# Aufgabe a
Zähle, wie viele Zeilen die Zeichenfolge „backdrop“ enthalten, und gib nur diese Anzahl an.

# Textabschnitt

Dies allerdings ist bei Locke kein Recht im eigentlichen Sinn, sondern entsteht durch menschliche Übereinkunft und Akzeptanz. Da Geld nicht verdirbt, darf man sich davon so viel aneignen, wie man will und kann. Damit umgeht Locke die im älteren Naturrecht entwickelte und aufrechterhaltene Schranke für das private Eigentum, ohne sie zu verletzen. Die naturrechtliche Beschränkung, dass nichts verderben darf, bleibt formal anerkannt, faktisch darf man sich aber „unendlichen“ Reichtum aufhäufen, da Geld nicht verdirbt.
 
==== Gesellschaftsvertrag und Regierung ====
Da Menschen Eigentumswerte ansammeln, nehmen auch die Ungleichheiten in der Gesellschaft zu. Im ersten Stadium sind Menschen an das gebunden, was sie persönlich produzieren und konsumieren können, die Eigentumsverhältnisse werden relativ gleich bleiben. In der fortgeschrittenen Geldwirtschaft werden die Eigentumsunterschiede beträchtlich, was zu Neid, Streitereien und häufigeren Verstößen gegen das Naturrecht führt. In der Theorie kann jeder jemanden bestrafen, der gegen das natürliche Recht verstößt. In der Praxis wird es jedoch meist das Opfer sein, das die Strafe vollstreckt. Da die Strafe aber im Verhältnis zur Tat stehen sollte und das Opfer oft die Schwere des Vergehens überschätzt, kann es hier häufig zu Überreaktionen kommen. Durch übertriebene Strafen und darauf folgende Vergeltung kommt es zu Auseinandersetzungen bis hin zum Krieg. Laut Locke schließen sich die Menschen in diesem Moment zusammen, um den Vorgang abzubrechen und die eigenen Eigentumsrechte zu beschützen.

# Datenzeilen
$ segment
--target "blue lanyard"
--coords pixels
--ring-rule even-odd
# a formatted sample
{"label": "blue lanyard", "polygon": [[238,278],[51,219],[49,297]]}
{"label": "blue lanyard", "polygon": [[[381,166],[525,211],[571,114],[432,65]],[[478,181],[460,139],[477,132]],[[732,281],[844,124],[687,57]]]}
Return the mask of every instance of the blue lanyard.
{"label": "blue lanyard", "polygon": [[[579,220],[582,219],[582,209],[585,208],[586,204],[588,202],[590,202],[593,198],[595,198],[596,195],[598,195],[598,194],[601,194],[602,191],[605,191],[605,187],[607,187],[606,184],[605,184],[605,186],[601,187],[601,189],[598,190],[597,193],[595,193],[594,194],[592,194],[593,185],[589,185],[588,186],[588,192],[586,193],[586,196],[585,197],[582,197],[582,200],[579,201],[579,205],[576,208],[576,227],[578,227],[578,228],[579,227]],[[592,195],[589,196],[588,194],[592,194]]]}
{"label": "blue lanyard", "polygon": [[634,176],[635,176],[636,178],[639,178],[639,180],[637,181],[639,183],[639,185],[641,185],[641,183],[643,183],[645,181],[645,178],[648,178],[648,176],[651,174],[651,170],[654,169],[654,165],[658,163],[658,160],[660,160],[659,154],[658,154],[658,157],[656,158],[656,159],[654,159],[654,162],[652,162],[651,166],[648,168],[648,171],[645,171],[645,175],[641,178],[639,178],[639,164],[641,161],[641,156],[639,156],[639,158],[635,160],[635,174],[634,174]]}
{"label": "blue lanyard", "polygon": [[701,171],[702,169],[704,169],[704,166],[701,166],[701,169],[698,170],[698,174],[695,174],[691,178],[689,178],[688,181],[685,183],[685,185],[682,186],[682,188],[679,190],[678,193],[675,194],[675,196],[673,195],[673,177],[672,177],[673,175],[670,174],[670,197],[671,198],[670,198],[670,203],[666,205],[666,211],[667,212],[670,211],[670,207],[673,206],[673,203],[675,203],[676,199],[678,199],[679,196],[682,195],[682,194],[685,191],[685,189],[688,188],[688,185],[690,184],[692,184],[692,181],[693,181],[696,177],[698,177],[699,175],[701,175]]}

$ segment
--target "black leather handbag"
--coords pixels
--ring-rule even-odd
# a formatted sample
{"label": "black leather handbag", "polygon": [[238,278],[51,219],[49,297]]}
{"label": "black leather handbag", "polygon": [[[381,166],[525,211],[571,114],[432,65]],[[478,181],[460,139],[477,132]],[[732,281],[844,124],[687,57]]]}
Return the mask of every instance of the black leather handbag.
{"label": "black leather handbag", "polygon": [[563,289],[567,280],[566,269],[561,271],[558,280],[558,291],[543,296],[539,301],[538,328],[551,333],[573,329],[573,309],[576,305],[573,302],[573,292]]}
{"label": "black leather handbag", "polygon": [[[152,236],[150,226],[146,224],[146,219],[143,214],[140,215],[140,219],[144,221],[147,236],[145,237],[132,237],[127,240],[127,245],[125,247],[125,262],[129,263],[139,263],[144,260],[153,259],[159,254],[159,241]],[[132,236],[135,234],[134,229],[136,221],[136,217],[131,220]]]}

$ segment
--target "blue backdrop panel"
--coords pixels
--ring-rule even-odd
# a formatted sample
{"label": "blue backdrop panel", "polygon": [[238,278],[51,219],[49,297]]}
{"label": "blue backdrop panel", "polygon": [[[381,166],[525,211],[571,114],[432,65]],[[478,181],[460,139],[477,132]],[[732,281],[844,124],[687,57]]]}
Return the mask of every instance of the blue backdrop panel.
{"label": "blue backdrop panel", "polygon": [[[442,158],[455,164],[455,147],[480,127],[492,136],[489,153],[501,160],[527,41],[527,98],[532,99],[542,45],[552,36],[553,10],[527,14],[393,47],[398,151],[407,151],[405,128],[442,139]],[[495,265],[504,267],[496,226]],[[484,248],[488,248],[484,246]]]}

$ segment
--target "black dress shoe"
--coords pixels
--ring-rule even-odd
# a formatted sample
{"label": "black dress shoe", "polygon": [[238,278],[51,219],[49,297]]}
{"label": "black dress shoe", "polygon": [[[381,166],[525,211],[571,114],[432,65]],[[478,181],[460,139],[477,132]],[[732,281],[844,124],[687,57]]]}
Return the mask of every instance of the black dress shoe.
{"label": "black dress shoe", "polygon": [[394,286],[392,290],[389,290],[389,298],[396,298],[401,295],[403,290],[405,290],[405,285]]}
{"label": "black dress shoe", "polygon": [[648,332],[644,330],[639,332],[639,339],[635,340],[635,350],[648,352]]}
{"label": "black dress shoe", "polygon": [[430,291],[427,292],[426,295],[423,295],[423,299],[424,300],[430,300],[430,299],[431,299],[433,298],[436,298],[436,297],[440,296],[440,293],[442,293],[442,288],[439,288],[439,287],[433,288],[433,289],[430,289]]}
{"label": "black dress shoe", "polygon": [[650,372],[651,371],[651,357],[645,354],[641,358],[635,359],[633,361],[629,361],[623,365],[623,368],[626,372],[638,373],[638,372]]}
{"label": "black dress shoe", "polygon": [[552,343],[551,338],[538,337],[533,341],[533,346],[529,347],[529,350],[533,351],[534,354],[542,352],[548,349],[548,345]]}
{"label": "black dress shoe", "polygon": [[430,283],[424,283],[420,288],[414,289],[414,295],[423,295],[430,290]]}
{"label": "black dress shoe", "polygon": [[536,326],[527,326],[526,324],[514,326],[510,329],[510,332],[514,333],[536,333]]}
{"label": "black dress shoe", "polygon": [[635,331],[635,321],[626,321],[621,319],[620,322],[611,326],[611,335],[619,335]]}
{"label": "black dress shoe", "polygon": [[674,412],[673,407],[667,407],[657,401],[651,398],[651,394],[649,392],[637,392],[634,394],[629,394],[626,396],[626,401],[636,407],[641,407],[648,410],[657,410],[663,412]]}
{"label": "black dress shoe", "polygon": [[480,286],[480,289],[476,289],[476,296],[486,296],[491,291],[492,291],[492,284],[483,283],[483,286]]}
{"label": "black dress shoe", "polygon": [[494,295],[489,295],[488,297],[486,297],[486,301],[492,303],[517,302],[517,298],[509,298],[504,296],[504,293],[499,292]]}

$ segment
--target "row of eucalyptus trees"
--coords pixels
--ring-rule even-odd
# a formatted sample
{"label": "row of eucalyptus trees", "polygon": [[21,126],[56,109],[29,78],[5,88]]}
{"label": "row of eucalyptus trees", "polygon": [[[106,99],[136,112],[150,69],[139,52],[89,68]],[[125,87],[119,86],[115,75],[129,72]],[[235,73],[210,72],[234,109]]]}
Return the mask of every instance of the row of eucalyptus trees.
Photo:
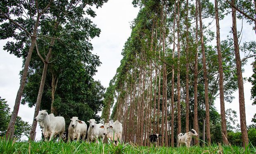
{"label": "row of eucalyptus trees", "polygon": [[[199,137],[206,140],[206,129],[211,144],[217,142],[211,140],[210,129],[218,116],[213,105],[219,96],[219,134],[228,144],[224,100],[231,102],[238,88],[243,146],[248,145],[239,55],[243,47],[238,43],[236,18],[246,16],[253,23],[255,4],[217,0],[214,5],[201,0],[134,0],[133,4],[140,10],[105,93],[102,118],[107,122],[119,120],[125,142],[140,145],[149,145],[149,135],[158,133],[161,145],[173,147],[177,135],[191,129],[202,136],[194,144]],[[241,11],[238,16],[237,10]],[[231,12],[233,37],[220,41],[219,21]],[[206,24],[204,18],[212,21]],[[208,28],[215,23],[216,37]]]}

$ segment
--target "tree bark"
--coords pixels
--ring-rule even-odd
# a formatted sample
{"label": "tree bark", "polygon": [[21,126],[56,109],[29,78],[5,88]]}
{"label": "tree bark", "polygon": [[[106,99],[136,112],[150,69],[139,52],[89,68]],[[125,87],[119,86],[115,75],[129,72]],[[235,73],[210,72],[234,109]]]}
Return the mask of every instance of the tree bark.
{"label": "tree bark", "polygon": [[180,113],[180,1],[178,0],[177,2],[177,37],[178,37],[178,44],[177,45],[178,50],[178,69],[177,69],[177,110],[178,110],[178,128],[177,133],[180,134],[181,132],[181,113]]}
{"label": "tree bark", "polygon": [[[232,0],[233,5],[235,4],[235,0]],[[244,106],[244,84],[242,75],[242,66],[240,54],[239,53],[239,47],[238,45],[238,39],[237,31],[237,21],[236,10],[232,7],[232,31],[234,39],[234,46],[235,46],[235,54],[236,59],[237,66],[237,71],[238,80],[238,92],[239,94],[239,110],[240,113],[240,122],[241,124],[241,131],[242,133],[242,140],[243,147],[245,147],[249,144],[248,136],[246,127],[246,119],[245,115],[245,108]]]}
{"label": "tree bark", "polygon": [[[197,84],[198,83],[198,71],[197,68],[197,61],[198,58],[198,32],[197,30],[198,29],[198,25],[197,23],[198,21],[198,9],[197,9],[197,0],[196,0],[196,51],[195,51],[195,64],[194,64],[194,129],[196,131],[198,134],[199,134],[198,131],[198,120],[197,119]],[[195,145],[196,145],[198,143],[198,137],[195,137],[194,138],[194,143]]]}
{"label": "tree bark", "polygon": [[7,128],[7,131],[6,131],[6,139],[7,140],[11,140],[13,138],[15,122],[17,119],[18,112],[19,112],[19,106],[20,105],[20,101],[21,99],[21,97],[22,96],[23,91],[25,87],[25,84],[26,83],[26,80],[27,78],[27,75],[28,70],[28,67],[29,66],[29,62],[30,62],[32,54],[36,45],[36,33],[41,15],[40,13],[38,14],[36,21],[36,24],[35,24],[35,26],[34,27],[34,29],[33,30],[33,34],[31,37],[31,45],[29,47],[28,55],[27,56],[25,62],[25,65],[24,65],[24,68],[23,69],[19,88],[17,92],[15,102],[13,108],[13,111],[12,113],[10,122],[9,122]]}
{"label": "tree bark", "polygon": [[200,22],[200,31],[201,34],[201,48],[202,50],[203,67],[204,69],[204,97],[205,99],[205,115],[206,118],[206,135],[207,143],[211,145],[211,132],[210,131],[210,113],[209,108],[209,96],[208,95],[208,78],[207,70],[206,67],[206,59],[204,42],[203,32],[203,22],[202,21],[201,6],[200,0],[198,0],[199,6],[199,18]]}
{"label": "tree bark", "polygon": [[220,48],[220,25],[219,23],[218,9],[217,0],[215,0],[215,19],[216,20],[216,34],[217,40],[217,51],[219,66],[219,74],[220,79],[219,84],[220,86],[220,116],[221,117],[221,131],[222,132],[222,140],[223,143],[227,145],[228,144],[227,134],[227,126],[226,125],[226,117],[225,115],[225,103],[224,95],[224,79],[223,68],[222,67],[222,56]]}
{"label": "tree bark", "polygon": [[58,84],[58,78],[56,74],[53,72],[52,72],[52,89],[51,97],[52,98],[52,103],[51,103],[51,113],[54,113],[55,108],[53,106],[53,103],[55,100],[55,92],[57,88],[57,85]]}
{"label": "tree bark", "polygon": [[[52,39],[50,44],[50,47],[49,50],[49,52],[47,54],[46,60],[44,62],[44,68],[42,74],[42,78],[41,78],[41,82],[40,83],[40,87],[39,87],[39,90],[38,94],[36,99],[36,108],[35,108],[35,113],[34,113],[34,118],[33,120],[36,117],[39,112],[39,109],[40,108],[40,105],[41,104],[41,100],[42,99],[42,96],[43,96],[43,92],[45,86],[45,77],[46,76],[46,73],[47,73],[47,68],[48,64],[52,51],[52,47],[54,44],[55,39]],[[34,140],[35,138],[35,133],[36,132],[36,124],[37,121],[33,120],[32,125],[30,130],[30,133],[29,134],[29,137],[31,140]]]}
{"label": "tree bark", "polygon": [[[173,18],[173,60],[174,60],[174,51],[175,51],[175,18],[176,18],[176,3],[174,3],[174,13]],[[171,79],[171,144],[172,147],[174,147],[174,65],[172,65],[172,79]]]}
{"label": "tree bark", "polygon": [[186,3],[186,40],[187,43],[186,44],[186,132],[189,131],[189,112],[190,112],[190,100],[189,94],[189,80],[188,80],[188,69],[189,69],[189,61],[188,61],[188,45],[189,40],[188,39],[188,0],[187,0]]}

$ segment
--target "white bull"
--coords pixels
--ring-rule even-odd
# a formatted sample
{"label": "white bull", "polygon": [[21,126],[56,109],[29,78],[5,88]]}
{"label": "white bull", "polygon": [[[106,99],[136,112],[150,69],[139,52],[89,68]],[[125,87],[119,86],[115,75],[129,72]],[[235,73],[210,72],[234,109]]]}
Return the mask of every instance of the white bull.
{"label": "white bull", "polygon": [[187,147],[190,147],[192,136],[198,136],[196,131],[194,129],[191,129],[190,131],[186,133],[180,133],[178,135],[178,147],[180,146],[181,144],[185,144]]}
{"label": "white bull", "polygon": [[71,122],[69,126],[68,134],[69,142],[71,139],[72,140],[79,140],[81,136],[82,136],[82,140],[84,141],[87,131],[87,125],[83,121],[79,120],[77,117],[73,117],[70,120]]}
{"label": "white bull", "polygon": [[99,137],[102,137],[102,140],[104,140],[105,136],[103,135],[103,129],[100,128],[101,126],[104,126],[102,124],[96,124],[96,122],[95,119],[90,119],[87,121],[90,123],[90,126],[88,129],[87,133],[87,141],[88,143],[95,140],[95,142],[98,143],[98,138]]}
{"label": "white bull", "polygon": [[[58,134],[62,136],[65,131],[65,120],[63,117],[55,117],[53,114],[48,114],[46,110],[39,112],[38,115],[34,119],[39,122],[39,124],[43,128],[43,133],[45,140],[47,141],[48,138],[50,141],[54,136]],[[60,138],[59,138],[59,141]]]}
{"label": "white bull", "polygon": [[119,142],[121,143],[123,126],[118,120],[116,120],[113,124],[105,123],[104,126],[100,127],[104,128],[103,135],[107,136],[111,141],[114,141],[114,144],[118,145]]}

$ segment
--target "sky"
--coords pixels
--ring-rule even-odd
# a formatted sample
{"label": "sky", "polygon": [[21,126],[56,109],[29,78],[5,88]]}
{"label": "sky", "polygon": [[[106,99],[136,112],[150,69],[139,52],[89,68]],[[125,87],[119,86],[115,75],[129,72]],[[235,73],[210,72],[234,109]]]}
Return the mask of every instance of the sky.
{"label": "sky", "polygon": [[[127,39],[130,36],[131,30],[130,24],[136,18],[139,8],[134,8],[132,5],[131,0],[109,0],[102,8],[95,9],[97,16],[92,20],[101,30],[99,37],[92,39],[94,50],[93,54],[100,56],[102,64],[97,69],[98,72],[94,76],[96,80],[100,80],[105,87],[109,85],[110,80],[116,74],[116,69],[120,64],[122,58],[121,55],[122,50]],[[206,19],[203,22],[208,23]],[[206,23],[207,22],[207,23]],[[214,31],[216,28],[215,21],[211,30]],[[237,29],[240,30],[241,21],[237,21]],[[228,32],[231,30],[232,20],[230,16],[220,21],[220,34],[221,40],[230,35]],[[242,41],[256,41],[255,33],[252,30],[252,27],[244,22],[242,30]],[[18,58],[13,55],[10,55],[3,50],[3,47],[7,41],[0,40],[0,97],[5,99],[12,111],[13,109],[17,92],[19,87],[19,71],[22,69],[22,59]],[[215,42],[213,42],[215,43]],[[244,57],[241,54],[241,58]],[[245,70],[243,74],[243,77],[249,78],[253,74],[252,66],[250,65],[253,61],[251,58],[247,64],[243,68]],[[251,123],[251,121],[253,115],[256,112],[256,106],[252,106],[252,101],[250,100],[250,90],[252,86],[250,83],[245,81],[244,83],[245,110],[247,125]],[[235,92],[235,98],[231,103],[226,102],[225,108],[231,108],[237,112],[239,120],[239,99],[238,91]],[[215,101],[215,106],[220,112],[219,99]],[[26,105],[21,105],[18,115],[24,121],[31,124],[33,119],[34,108],[29,108]],[[36,129],[36,140],[40,140],[40,129],[38,124]],[[26,139],[24,137],[23,138]]]}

# Aufgabe b
Fasse den Absatz des Textabschnitts, der mit „Da Menschen Eigentumswerte ansammeln“ beginnt, als knappe Stichpunktliste zusammen, ohne seine zentralen Aussagen wegzulassen.

# Ergebnis a
5

# Ergebnis b
- Mit dem Ansammeln von Eigentum wachsen die gesellschaftlichen Ungleichheiten.
- Im ersten Stadium bleiben die Eigentumsverhältnisse relativ gleich, da jeder nur an das gebunden ist, was er selbst produzieren und konsumieren kann.
- In der fortgeschrittenen Geldwirtschaft werden die Eigentumsunterschiede beträchtlich. Das führt zu Neid, Streit und häufigeren Verstößen gegen das Naturrecht.
- Theoretisch darf jeder Verstöße gegen das Naturrecht bestrafen, praktisch vollstreckt meist das Opfer die Strafe.
- Opfer überschätzen oft die Schwere des Vergehens. Dadurch kommt es zu Überreaktionen, zu Vergeltung und bis hin zum Krieg.
- Laut Locke schließen sich die Menschen an diesem Punkt zusammen, um diesen Vorgang zu beenden und ihre Eigentumsrechte zu schützen.